- [Kutipan Bacaan]
Senin, 25 November 2019

Rendahnya Minat Membaca Para Pemuda

Rendahnya Minat Membaca  Para Pemuda
Oleh : Guruh Yoni Prananda


Indonesia adalah salah satu negara yang memiliki budaya membaca sangat memprihatinkan. Lemahnya budaya membaca di Indonesia dikarenakan oleh beberapa faktor. Skor rata-rata kemampuan membaca remaja Indonesia menempati peringkat 57 dari 62 negara. Rangking itu lebih rendah dari Montenegro, Yordania, Tunisia atau dibawah rata-rata negara yang masuk Organization for Economic Cooperation Development (OECD) (Media Indonesia, 2011). 


Salah satu penyebabnya, maraknya acara talk show di televisi yang mencerminkan budaya berbicara lebih kuat dimasyarakat Indonesia daripada budaya membaca. Untuk menumbuhkannya dapat dilakukan dengan memunculkan Taman Bacaan Masyarakat (TBM). TBM menyediakan buku-buku sesuai dengan kebutuhan masyarakat sekitar (Media Indonesia, 2011).

- [Kegiatan A]
Baris mana saja dalam catatan di bawah yang memuat kata "prompts"? Kembalikan setiap baris itu.

- [Bahan Tugas]
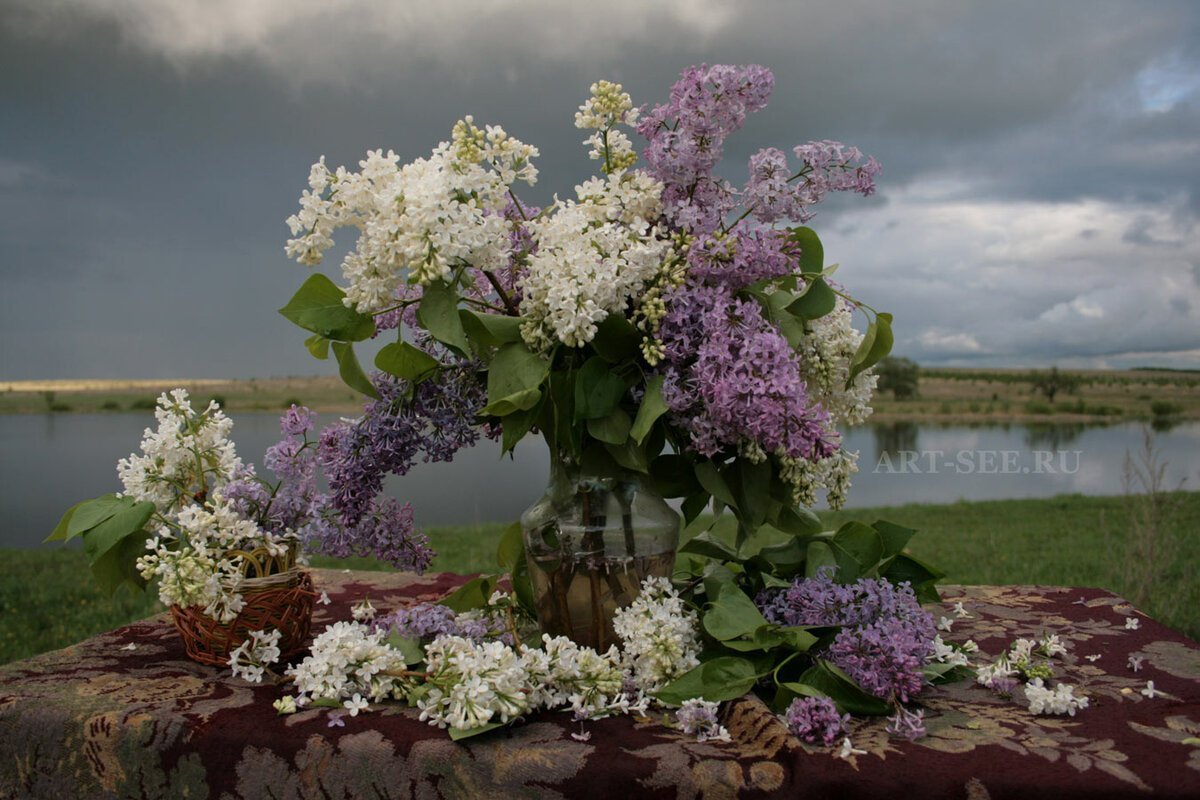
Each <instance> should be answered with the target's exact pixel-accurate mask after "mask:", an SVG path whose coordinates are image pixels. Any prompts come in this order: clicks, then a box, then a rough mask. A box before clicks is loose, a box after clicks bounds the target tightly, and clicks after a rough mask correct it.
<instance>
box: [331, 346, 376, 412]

==

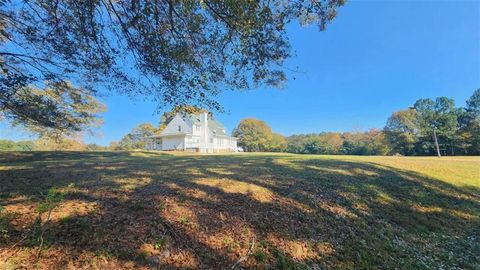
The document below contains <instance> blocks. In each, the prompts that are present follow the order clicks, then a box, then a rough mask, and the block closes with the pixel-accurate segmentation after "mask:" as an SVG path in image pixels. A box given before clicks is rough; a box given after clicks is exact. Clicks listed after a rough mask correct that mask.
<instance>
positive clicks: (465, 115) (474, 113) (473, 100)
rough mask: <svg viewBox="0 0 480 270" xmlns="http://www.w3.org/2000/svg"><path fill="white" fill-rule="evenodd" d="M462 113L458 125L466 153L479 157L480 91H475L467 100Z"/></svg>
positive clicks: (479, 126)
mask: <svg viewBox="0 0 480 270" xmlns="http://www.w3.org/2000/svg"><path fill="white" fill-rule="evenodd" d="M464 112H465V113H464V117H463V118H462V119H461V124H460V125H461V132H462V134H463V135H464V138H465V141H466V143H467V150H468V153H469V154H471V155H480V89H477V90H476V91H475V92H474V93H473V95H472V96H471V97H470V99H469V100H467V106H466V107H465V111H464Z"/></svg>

- [Kegiatan B]
Cetak ulang seluruh teks tentang rendahnya minat membaca di atas tanpa mengubah apa pun.

- [Kotak Jawaban A]
Each <instance> should be answered with the target's exact pixel-accurate mask after "mask:", an SVG path whose coordinates are image pixels. Any prompts come in this order: clicks, then a box, then a rough mask. A box before clicks is loose, a box after clicks bounds the target tightly, and clicks after a rough mask correct it.
The document below contains <instance> blocks. In each, the prompts that are present follow the order clicks, then a box, then a rough mask, and the block closes with the pixel-accurate segmentation after "mask:" as an SVG path in image pixels. A box given before clicks is rough; a box given after clicks is exact. Clicks listed after a rough mask correct that mask.

- [Kotak Jawaban B]
Senin, 25 November 2019

Rendahnya Minat Membaca Para Pemuda

Rendahnya Minat Membaca  Para Pemuda
Oleh : Guruh Yoni Prananda


Indonesia adalah salah satu negara yang memiliki budaya membaca sangat memprihatinkan. Lemahnya budaya membaca di Indonesia dikarenakan oleh beberapa faktor. Skor rata-rata kemampuan membaca remaja Indonesia menempati peringkat 57 dari 62 negara. Rangking itu lebih rendah dari Montenegro, Yordania, Tunisia atau dibawah rata-rata negara yang masuk Organization for Economic Cooperation Development (OECD) (Media Indonesia, 2011). 


Salah satu penyebabnya, maraknya acara talk show di televisi yang mencerminkan budaya berbicara lebih kuat dimasyarakat Indonesia daripada budaya membaca. Untuk menumbuhkannya dapat dilakukan dengan memunculkan Taman Bacaan Masyarakat (TBM). TBM menyediakan buku-buku sesuai dengan kebutuhan masyarakat sekitar (Media Indonesia, 2011).